Page extract Start Marker
Here is a summary of my experience to date.

ABOUT ME: I am a 42 year old guy.  I am in ok shape, but not running marathons!  A week before my injury, I ran a 5K in 26 minutes.

INJURY: Playing soccer  in the "over and 40" league.  My story is the same as others - nobody touched me, heard the pop, everything went numb, lots of pain, etc.  I’ve had a good array of injuries and this is by far the most painful I have experienced.

DIAGNOSIS : An urgent care clinic misdiagnosed me as having a mild sprain the next day.  I visited an ortho. specialist 6 days later who diagnosed a complete rupture and scheduled me for surgery.  My surgery was 13 days after the injury.
Page extract End Marker
■ Task 1 ■
Answer these questions from the injury summary:
(a) How old is the writer?
(b) In what league was the writer playing soccer when the injury happened?
(c) How many days after the injury did the surgery take place?
■ Task 2 ■
Reproduce everything in the injury summary from "DIAGNOSIS : An" down to "after the injury.", word for word.
Recorded information Start Marker
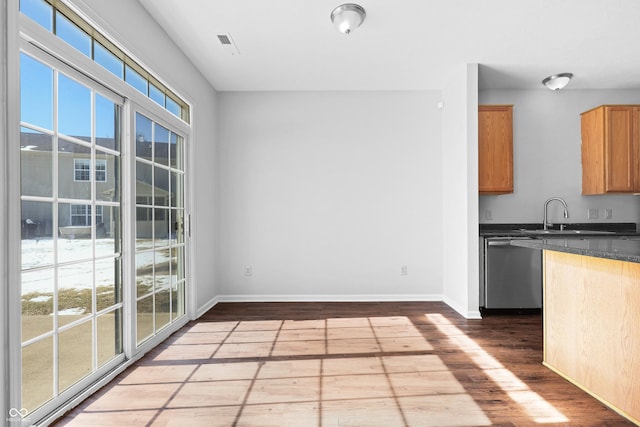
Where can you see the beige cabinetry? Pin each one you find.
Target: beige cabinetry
(495, 149)
(611, 149)
(592, 327)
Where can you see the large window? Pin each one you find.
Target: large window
(66, 25)
(82, 170)
(102, 272)
(160, 245)
(71, 236)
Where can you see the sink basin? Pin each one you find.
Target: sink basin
(565, 232)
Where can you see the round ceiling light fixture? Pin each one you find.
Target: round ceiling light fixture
(348, 17)
(557, 81)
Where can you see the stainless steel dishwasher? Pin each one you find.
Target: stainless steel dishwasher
(512, 275)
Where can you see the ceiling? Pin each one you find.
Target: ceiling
(291, 45)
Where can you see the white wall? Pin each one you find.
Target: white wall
(547, 157)
(460, 186)
(134, 28)
(326, 194)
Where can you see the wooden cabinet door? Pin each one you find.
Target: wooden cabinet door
(611, 149)
(620, 151)
(495, 149)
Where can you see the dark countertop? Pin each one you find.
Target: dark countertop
(622, 249)
(520, 229)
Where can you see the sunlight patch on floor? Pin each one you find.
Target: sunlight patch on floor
(533, 404)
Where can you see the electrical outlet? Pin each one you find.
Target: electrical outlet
(248, 271)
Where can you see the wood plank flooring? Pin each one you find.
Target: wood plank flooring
(344, 364)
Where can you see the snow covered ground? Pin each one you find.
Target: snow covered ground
(80, 273)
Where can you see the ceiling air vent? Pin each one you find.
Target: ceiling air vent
(227, 43)
(224, 39)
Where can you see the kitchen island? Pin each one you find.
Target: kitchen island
(591, 309)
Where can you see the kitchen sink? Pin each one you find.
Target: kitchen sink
(565, 232)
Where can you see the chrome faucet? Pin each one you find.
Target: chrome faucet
(546, 223)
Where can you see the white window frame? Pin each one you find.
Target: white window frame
(87, 214)
(79, 168)
(100, 170)
(21, 30)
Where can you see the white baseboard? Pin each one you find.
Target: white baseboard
(206, 307)
(329, 298)
(467, 314)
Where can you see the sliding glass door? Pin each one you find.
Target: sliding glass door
(71, 229)
(159, 218)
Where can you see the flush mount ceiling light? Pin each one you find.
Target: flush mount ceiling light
(557, 81)
(348, 17)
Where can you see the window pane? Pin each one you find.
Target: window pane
(177, 199)
(82, 169)
(74, 109)
(144, 273)
(144, 319)
(72, 34)
(163, 309)
(143, 137)
(173, 107)
(108, 290)
(107, 182)
(106, 123)
(161, 227)
(37, 234)
(144, 228)
(37, 373)
(132, 77)
(108, 60)
(38, 10)
(177, 300)
(106, 230)
(176, 152)
(101, 170)
(75, 292)
(37, 303)
(36, 92)
(177, 226)
(156, 95)
(161, 149)
(161, 187)
(36, 163)
(74, 171)
(75, 241)
(177, 255)
(109, 336)
(75, 348)
(144, 184)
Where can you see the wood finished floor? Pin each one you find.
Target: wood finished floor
(344, 364)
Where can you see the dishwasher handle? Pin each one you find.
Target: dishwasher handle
(499, 243)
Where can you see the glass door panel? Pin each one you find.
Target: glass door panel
(71, 284)
(160, 279)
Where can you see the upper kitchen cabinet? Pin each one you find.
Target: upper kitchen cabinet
(610, 149)
(495, 149)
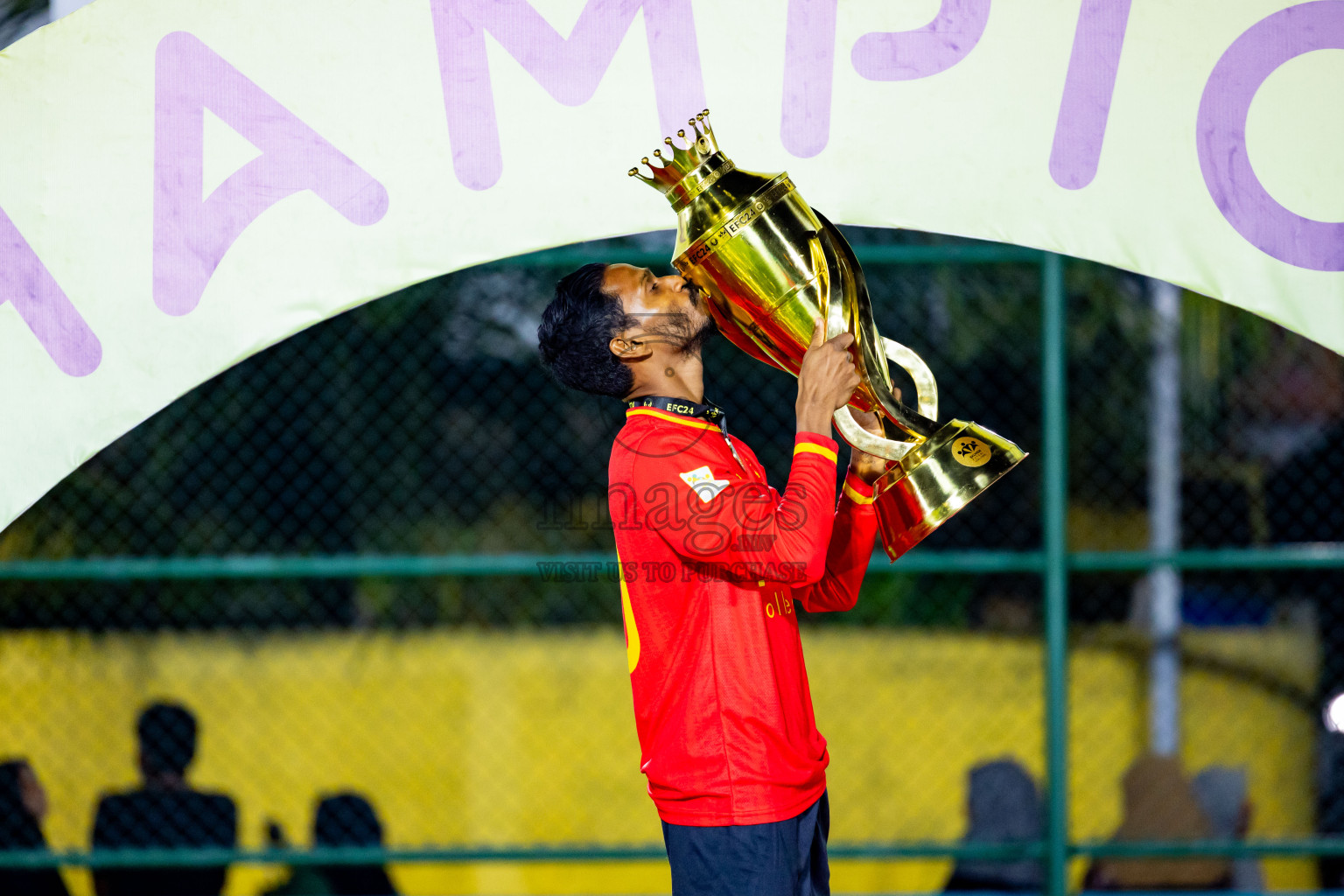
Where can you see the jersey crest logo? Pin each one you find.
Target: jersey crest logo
(704, 484)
Recorded information End Marker
■ Output 1 ■
(a) 42
(b) The "over and 40" league
(c) 13 days

■ Output 2 ■
DIAGNOSIS : An urgent care clinic misdiagnosed me as having a mild sprain the next day.  I visited an ortho. specialist 6 days later who diagnosed a complete rupture and scheduled me for surgery.  My surgery was 13 days after the injury.